PROBLEM TO WORK ON
Reproduce the following records line for line, with no changes.

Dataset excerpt
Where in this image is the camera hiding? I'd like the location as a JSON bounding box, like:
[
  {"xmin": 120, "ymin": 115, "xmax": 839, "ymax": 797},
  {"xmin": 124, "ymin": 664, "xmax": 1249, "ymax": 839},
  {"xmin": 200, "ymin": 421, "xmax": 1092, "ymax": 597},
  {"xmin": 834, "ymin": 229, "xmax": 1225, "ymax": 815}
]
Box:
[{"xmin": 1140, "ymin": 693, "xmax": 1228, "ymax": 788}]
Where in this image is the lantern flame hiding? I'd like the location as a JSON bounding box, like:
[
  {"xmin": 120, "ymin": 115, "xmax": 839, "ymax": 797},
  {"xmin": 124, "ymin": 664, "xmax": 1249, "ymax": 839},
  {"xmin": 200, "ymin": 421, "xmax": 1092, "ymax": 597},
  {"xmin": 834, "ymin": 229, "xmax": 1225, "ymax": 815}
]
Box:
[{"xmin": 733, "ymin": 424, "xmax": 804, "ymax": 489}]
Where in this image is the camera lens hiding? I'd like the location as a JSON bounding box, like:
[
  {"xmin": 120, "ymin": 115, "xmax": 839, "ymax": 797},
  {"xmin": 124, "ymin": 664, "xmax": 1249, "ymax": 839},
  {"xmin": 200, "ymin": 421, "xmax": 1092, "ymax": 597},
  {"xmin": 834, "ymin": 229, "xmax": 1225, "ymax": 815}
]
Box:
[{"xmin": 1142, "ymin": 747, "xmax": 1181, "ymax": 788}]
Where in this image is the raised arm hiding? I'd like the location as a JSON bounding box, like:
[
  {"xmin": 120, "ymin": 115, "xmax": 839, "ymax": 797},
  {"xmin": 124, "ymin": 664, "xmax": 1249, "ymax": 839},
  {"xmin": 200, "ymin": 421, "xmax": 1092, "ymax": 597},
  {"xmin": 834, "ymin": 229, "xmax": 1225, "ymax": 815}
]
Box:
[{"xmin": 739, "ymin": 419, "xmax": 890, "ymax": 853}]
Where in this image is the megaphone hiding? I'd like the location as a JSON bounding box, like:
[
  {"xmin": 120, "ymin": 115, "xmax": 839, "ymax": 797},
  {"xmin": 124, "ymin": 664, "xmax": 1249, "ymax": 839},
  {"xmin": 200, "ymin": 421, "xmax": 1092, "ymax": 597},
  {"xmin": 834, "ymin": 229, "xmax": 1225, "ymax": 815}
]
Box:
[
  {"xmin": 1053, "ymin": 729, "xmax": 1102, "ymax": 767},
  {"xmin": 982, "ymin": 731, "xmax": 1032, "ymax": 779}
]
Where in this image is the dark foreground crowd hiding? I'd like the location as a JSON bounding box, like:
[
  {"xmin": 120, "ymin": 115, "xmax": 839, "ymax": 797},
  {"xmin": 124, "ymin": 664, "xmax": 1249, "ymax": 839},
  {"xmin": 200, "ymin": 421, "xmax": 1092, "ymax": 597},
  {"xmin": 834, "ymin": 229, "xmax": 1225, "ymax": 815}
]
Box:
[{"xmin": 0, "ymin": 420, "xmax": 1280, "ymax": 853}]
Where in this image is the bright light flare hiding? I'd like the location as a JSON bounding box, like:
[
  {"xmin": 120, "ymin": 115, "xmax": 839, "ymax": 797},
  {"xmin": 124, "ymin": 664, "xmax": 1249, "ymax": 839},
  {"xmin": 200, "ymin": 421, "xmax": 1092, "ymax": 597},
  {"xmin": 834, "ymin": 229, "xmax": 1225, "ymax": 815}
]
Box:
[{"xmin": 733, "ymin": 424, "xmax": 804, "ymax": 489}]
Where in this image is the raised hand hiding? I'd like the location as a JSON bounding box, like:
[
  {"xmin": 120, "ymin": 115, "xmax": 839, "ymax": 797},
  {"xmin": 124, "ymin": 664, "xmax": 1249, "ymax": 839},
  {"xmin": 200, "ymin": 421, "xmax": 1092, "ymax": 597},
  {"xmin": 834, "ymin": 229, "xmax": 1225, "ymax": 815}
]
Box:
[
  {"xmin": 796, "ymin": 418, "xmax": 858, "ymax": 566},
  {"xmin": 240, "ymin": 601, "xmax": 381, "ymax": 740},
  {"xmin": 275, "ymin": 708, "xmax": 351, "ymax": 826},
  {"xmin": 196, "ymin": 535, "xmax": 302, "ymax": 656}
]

FINISHED EXERCISE
Where in this image is the camera hiding? I'd like the location as a JSON bounding box, like:
[
  {"xmin": 120, "ymin": 115, "xmax": 839, "ymax": 797},
  {"xmin": 124, "ymin": 664, "xmax": 1249, "ymax": 839},
  {"xmin": 200, "ymin": 421, "xmax": 1092, "ymax": 597},
  {"xmin": 834, "ymin": 229, "xmax": 1225, "ymax": 815}
]
Box:
[{"xmin": 1140, "ymin": 693, "xmax": 1228, "ymax": 788}]
Where in this image is the lantern flame hiding? I'd like the location as a JSON bounding box, like:
[
  {"xmin": 120, "ymin": 115, "xmax": 839, "ymax": 797},
  {"xmin": 124, "ymin": 664, "xmax": 1249, "ymax": 839},
  {"xmin": 200, "ymin": 421, "xmax": 1092, "ymax": 597},
  {"xmin": 834, "ymin": 229, "xmax": 1225, "ymax": 815}
]
Box:
[{"xmin": 733, "ymin": 424, "xmax": 804, "ymax": 489}]
Where in this image is the camera lens hiding? I'd like the location as a JSON bounding box, like:
[
  {"xmin": 120, "ymin": 115, "xmax": 839, "ymax": 797},
  {"xmin": 124, "ymin": 664, "xmax": 1249, "ymax": 839},
  {"xmin": 200, "ymin": 421, "xmax": 1092, "ymax": 597},
  {"xmin": 834, "ymin": 229, "xmax": 1225, "ymax": 815}
]
Box:
[{"xmin": 1142, "ymin": 747, "xmax": 1181, "ymax": 788}]
Where in this image is the raised arm hiding? I'd like the location as a JSON bounding box, like:
[
  {"xmin": 120, "ymin": 115, "xmax": 839, "ymax": 797},
  {"xmin": 124, "ymin": 664, "xmax": 1249, "ymax": 839},
  {"xmin": 200, "ymin": 421, "xmax": 1092, "ymax": 597},
  {"xmin": 834, "ymin": 229, "xmax": 1225, "ymax": 815}
]
Box:
[{"xmin": 739, "ymin": 419, "xmax": 890, "ymax": 853}]
Where in this image is the megaphone hiding? I'd like the location as a JSON bounding box, like:
[
  {"xmin": 120, "ymin": 115, "xmax": 839, "ymax": 797},
  {"xmin": 124, "ymin": 664, "xmax": 1249, "ymax": 839},
  {"xmin": 200, "ymin": 421, "xmax": 1092, "ymax": 597},
  {"xmin": 834, "ymin": 229, "xmax": 1225, "ymax": 815}
]
Box:
[
  {"xmin": 1053, "ymin": 729, "xmax": 1102, "ymax": 767},
  {"xmin": 982, "ymin": 731, "xmax": 1032, "ymax": 779}
]
Where in this image is the dark foreground crowd hiding? I'd like the location as a JSON bounding box, like:
[
  {"xmin": 120, "ymin": 115, "xmax": 839, "ymax": 797},
  {"xmin": 124, "ymin": 664, "xmax": 1249, "ymax": 839},
  {"xmin": 200, "ymin": 421, "xmax": 1092, "ymax": 597},
  {"xmin": 834, "ymin": 229, "xmax": 1225, "ymax": 815}
]
Box:
[{"xmin": 0, "ymin": 420, "xmax": 1280, "ymax": 853}]
Where in this image is the bright light flare hiding? I'd like the location as a JSON bounding box, like:
[
  {"xmin": 120, "ymin": 115, "xmax": 839, "ymax": 797},
  {"xmin": 124, "ymin": 664, "xmax": 1249, "ymax": 839},
  {"xmin": 200, "ymin": 421, "xmax": 1092, "ymax": 597},
  {"xmin": 834, "ymin": 229, "xmax": 1225, "ymax": 815}
]
Box:
[{"xmin": 733, "ymin": 424, "xmax": 804, "ymax": 489}]
Where in this image is the raised hand hiding? I'd like the location as a JSON bounding box, like:
[
  {"xmin": 120, "ymin": 115, "xmax": 839, "ymax": 797},
  {"xmin": 124, "ymin": 664, "xmax": 1249, "ymax": 839},
  {"xmin": 200, "ymin": 421, "xmax": 1092, "ymax": 597},
  {"xmin": 834, "ymin": 229, "xmax": 1225, "ymax": 815}
]
Box:
[
  {"xmin": 796, "ymin": 418, "xmax": 858, "ymax": 566},
  {"xmin": 240, "ymin": 601, "xmax": 381, "ymax": 740},
  {"xmin": 275, "ymin": 708, "xmax": 351, "ymax": 826},
  {"xmin": 196, "ymin": 535, "xmax": 302, "ymax": 656}
]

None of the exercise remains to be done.